[Exercise prompt]: Every entry needs to appear again exactly as written below.

*** Input data

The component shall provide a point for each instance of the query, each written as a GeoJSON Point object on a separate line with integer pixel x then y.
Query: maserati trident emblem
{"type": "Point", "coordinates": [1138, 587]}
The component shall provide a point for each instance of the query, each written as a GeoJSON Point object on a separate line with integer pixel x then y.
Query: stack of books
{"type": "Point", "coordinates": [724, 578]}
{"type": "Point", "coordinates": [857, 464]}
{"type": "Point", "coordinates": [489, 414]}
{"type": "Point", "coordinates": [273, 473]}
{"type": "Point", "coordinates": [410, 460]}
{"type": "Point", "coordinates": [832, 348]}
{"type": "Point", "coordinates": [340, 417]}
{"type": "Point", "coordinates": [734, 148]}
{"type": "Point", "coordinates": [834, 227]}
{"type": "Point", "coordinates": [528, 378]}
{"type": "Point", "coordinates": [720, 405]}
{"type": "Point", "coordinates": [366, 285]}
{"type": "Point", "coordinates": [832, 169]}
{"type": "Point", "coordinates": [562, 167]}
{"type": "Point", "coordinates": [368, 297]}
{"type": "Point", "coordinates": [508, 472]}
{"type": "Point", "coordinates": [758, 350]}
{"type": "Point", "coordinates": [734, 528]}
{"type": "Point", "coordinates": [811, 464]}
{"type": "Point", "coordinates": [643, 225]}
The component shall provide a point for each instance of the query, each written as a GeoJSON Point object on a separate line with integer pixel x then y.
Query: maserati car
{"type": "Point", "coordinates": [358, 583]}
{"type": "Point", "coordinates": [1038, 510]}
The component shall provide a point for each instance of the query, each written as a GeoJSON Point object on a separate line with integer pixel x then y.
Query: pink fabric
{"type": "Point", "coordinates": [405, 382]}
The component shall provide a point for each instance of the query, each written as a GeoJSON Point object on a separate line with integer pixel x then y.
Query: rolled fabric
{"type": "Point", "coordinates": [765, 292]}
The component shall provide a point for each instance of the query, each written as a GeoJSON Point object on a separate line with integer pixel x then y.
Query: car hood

******

[Task result]:
The component shall provide a point for each instance of the query, each written as a GeoJSON Point object on a separate line with integer pixel x then y.
Query: maserati trident emblem
{"type": "Point", "coordinates": [1138, 587]}
The component shall provide a point for each instance of the query, each written as a GeoJSON Point object on a separate line with integer pixel x then y.
Query: stack of books
{"type": "Point", "coordinates": [724, 578]}
{"type": "Point", "coordinates": [857, 464]}
{"type": "Point", "coordinates": [489, 414]}
{"type": "Point", "coordinates": [273, 473]}
{"type": "Point", "coordinates": [410, 460]}
{"type": "Point", "coordinates": [832, 348]}
{"type": "Point", "coordinates": [340, 417]}
{"type": "Point", "coordinates": [734, 148]}
{"type": "Point", "coordinates": [834, 227]}
{"type": "Point", "coordinates": [528, 378]}
{"type": "Point", "coordinates": [720, 405]}
{"type": "Point", "coordinates": [366, 285]}
{"type": "Point", "coordinates": [832, 169]}
{"type": "Point", "coordinates": [562, 167]}
{"type": "Point", "coordinates": [368, 297]}
{"type": "Point", "coordinates": [508, 472]}
{"type": "Point", "coordinates": [758, 350]}
{"type": "Point", "coordinates": [734, 528]}
{"type": "Point", "coordinates": [811, 464]}
{"type": "Point", "coordinates": [643, 225]}
The component shall provide a point for each instance of the query, each written as a GeoJSON Point object on a separate line with integer pixel x then y.
Query: maserati car
{"type": "Point", "coordinates": [358, 583]}
{"type": "Point", "coordinates": [1038, 510]}
The component shall provide a point for each instance of the query, each written as a GeoJSON Point object on a separate line with integer pixel x then y.
Query: pink fabric
{"type": "Point", "coordinates": [405, 382]}
The component shall provide a point for each instance of the query, each written as a GeoJSON Point object on a separate line with integer pixel x then y.
Query: rolled fabric
{"type": "Point", "coordinates": [765, 292]}
The component shall provide a point for each instance of the query, each written as a GeoJSON Point object on a separate line with integer pixel x then y.
Query: car hood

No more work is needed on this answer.